> Document passage
****

Succession returns stronger in Season 2: "Only on HBO's Succession could such a bald paean to capitalism register as such a sad, fractured and empty declaration," says Tim Goodman. "That's the dramatic success of one of television's best hours, a searing, funny, painfully true look at wealth, power and family that is at its most agile when it's able to be emotionally resonant without you expecting it to be."
Succession might be the bleakest show on HBO this year: "More than any other prestige drama on the network (or, really, on any other platform) Succession tries to take on the full scope of how America’s core institutions are rotting from the inside," says Steven Hyden. "The first five episodes previewed for critics include references to collapsing media companies, the mainstreaming of fascist-sympathizers, the reactionary growth of Antifa, the insurmountable divide between and left and right-wing ideologues, the pernicious indifference of the one percent to widespread public suffering and … my goodness, who wants a drink? It’s to Succession's credit that it never feels preachy or heavy-handed, even with the copious references to Shakespeare (along with outright quotes)."
Succession is much improved after a good and bad Season 1: "What a pleasant surprise ... that the second season has found a way forward — and has become vastly more interesting in the process," says Daniel D'Addario. "The world of the Roy family has opened up, yielding a meaningful understanding not merely of the lust for power but of what that power can do, and what privileges it strips away."
Composer Nicholas Britell on creating Succession's theme song: "There’s sometimes a tendency for composers to think, If the music has humor, maybe that’s funnier. But with Succession, it’s by being even more serious that the absurdity reveals itself in its grandeur. That’s the 30,000-foot view of the emotional landscape I was imagining."

****

> Position annotation records
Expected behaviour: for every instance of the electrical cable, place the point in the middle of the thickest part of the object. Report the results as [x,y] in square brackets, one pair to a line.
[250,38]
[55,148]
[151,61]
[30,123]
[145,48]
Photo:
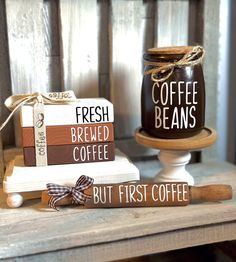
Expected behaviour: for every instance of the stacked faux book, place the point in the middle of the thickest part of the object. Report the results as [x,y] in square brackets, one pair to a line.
[79,132]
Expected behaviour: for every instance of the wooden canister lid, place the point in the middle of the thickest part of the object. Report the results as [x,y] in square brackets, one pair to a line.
[171,50]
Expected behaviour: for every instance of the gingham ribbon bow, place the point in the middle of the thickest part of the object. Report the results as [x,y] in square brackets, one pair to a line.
[58,192]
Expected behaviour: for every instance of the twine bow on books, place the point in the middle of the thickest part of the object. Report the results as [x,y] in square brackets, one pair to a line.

****

> What is asked
Copy out the entire Succession passage above, word for word.

> Output for this task
Succession returns stronger in Season 2: "Only on HBO's Succession could such a bald paean to capitalism register as such a sad, fractured and empty declaration," says Tim Goodman. "That's the dramatic success of one of television's best hours, a searing, funny, painfully true look at wealth, power and family that is at its most agile when it's able to be emotionally resonant without you expecting it to be."
Succession might be the bleakest show on HBO this year: "More than any other prestige drama on the network (or, really, on any other platform) Succession tries to take on the full scope of how America’s core institutions are rotting from the inside," says Steven Hyden. "The first five episodes previewed for critics include references to collapsing media companies, the mainstreaming of fascist-sympathizers, the reactionary growth of Antifa, the insurmountable divide between and left and right-wing ideologues, the pernicious indifference of the one percent to widespread public suffering and … my goodness, who wants a drink? It’s to Succession's credit that it never feels preachy or heavy-handed, even with the copious references to Shakespeare (along with outright quotes)."
Succession is much improved after a good and bad Season 1: "What a pleasant surprise ... that the second season has found a way forward — and has become vastly more interesting in the process," says Daniel D'Addario. "The world of the Roy family has opened up, yielding a meaningful understanding not merely of the lust for power but of what that power can do, and what privileges it strips away."
Composer Nicholas Britell on creating Succession's theme song: "There’s sometimes a tendency for composers to think, If the music has humor, maybe that’s funnier. But with Succession, it’s by being even more serious that the absurdity reveals itself in its grandeur. That’s the 30,000-foot view of the emotional landscape I was imagining."